What the exercise asks: Name every person that the text on the history of the ceramics program at the University of Akron mentions by name.

** start Text passage **

1870 — 1970 Ceramics Myers School of Art, History of Ceramics Program, Myers School of Art AkronAll the Difference
I have been thinking about writing a history of the ceramics program at the University of Akron for several months but now that I am starting on June 25, 2006, I feel that it is a daunting task. I’m not an historian and I would feel much more at home in my studio. However taking stock is important at this time. Ceramics as a discipline has become more sophisticated and at the same time more diverse. The first comprehensive text for teaching history of craft, “20th C American Studio Crafts” written by Bruce Metcalf and Janet Koplos is due out in fall of 2009. The National Council on Education for the Ceramic Arts http://nceca.net/ and the American Craft Council http://www.craftcouncil.org/ each included panels on craft criticism during their most recent national conferences. Garth Clark, perhaps ceramic’s most well known historian and prophet is predicting that the specialized teaching of ceramics may become a thing of the past because of the blurring of boundaries between traditional art forms.
In 2001, CODA (Craft Organization Development Association) published an economic impact survey in 2001. According to the survey ceramics contributes 19% of what was estimated to be a 14 billion dollar a year craft industry. At the same time there is more evidence from writers such as Richard Florida and Daniel Pink, that artists (including ceramic artists) are more important to the economy than most people have ever suspected. To some extent the ability of schools like the Myers School of Art to continue to receive support from the state legislature and from the Akron community depends on knowing what has been successful. In other words we need to know how our alumni are doing and to what extent we have been able to have a positive affect on their lives and careers. Perhaps the more important question is: “how can we continue to have a positive affect?’ This history intends to be a record not only of who was here and when but of what happened. It can include feedback from you. We hope that any factual errors we have made will be gently corrected and most importantly, that anecdotes from those who participated in the program will be added. I urge everyone who has a part of the memory of this collective experience we call the ceramic program to contribute to this history. Please email me with corrections and additions at email@example.com Each of you made a decision at some point in your life to become an art major. Many of you spent a lot of time learning the art of ceramics. That decision to take the road less traveled has, I hope made “All the Difference” As we look toward the 2007-2008 year, the Myers School is poised for exciting developments and this seems a good time to take stock and record events and facts that could be lost.

** end Text passage **
** start Provided material **

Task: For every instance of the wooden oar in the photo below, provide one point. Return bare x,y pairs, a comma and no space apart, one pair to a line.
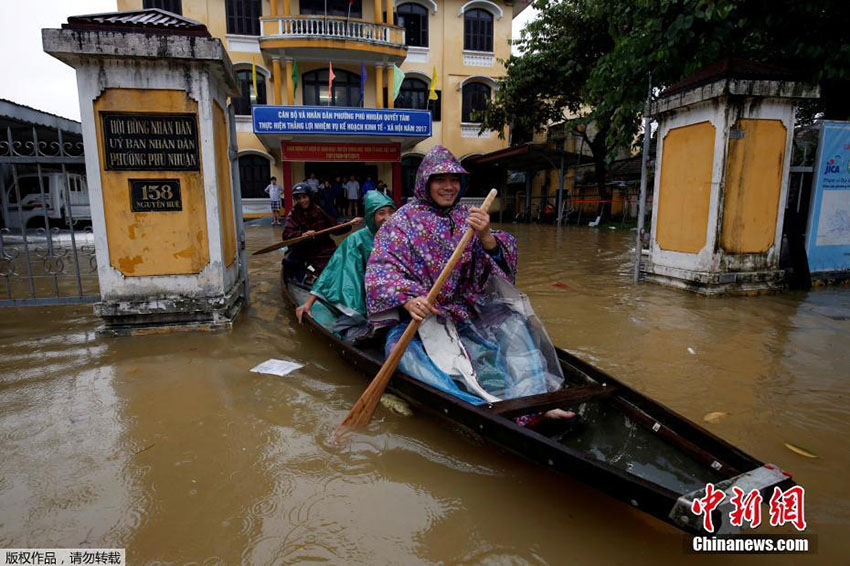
300,239
364,408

** end Provided material **

Full solution: Bruce Metcalf, Janet Koplos, Garth Clark, Richard Florida, Daniel Pink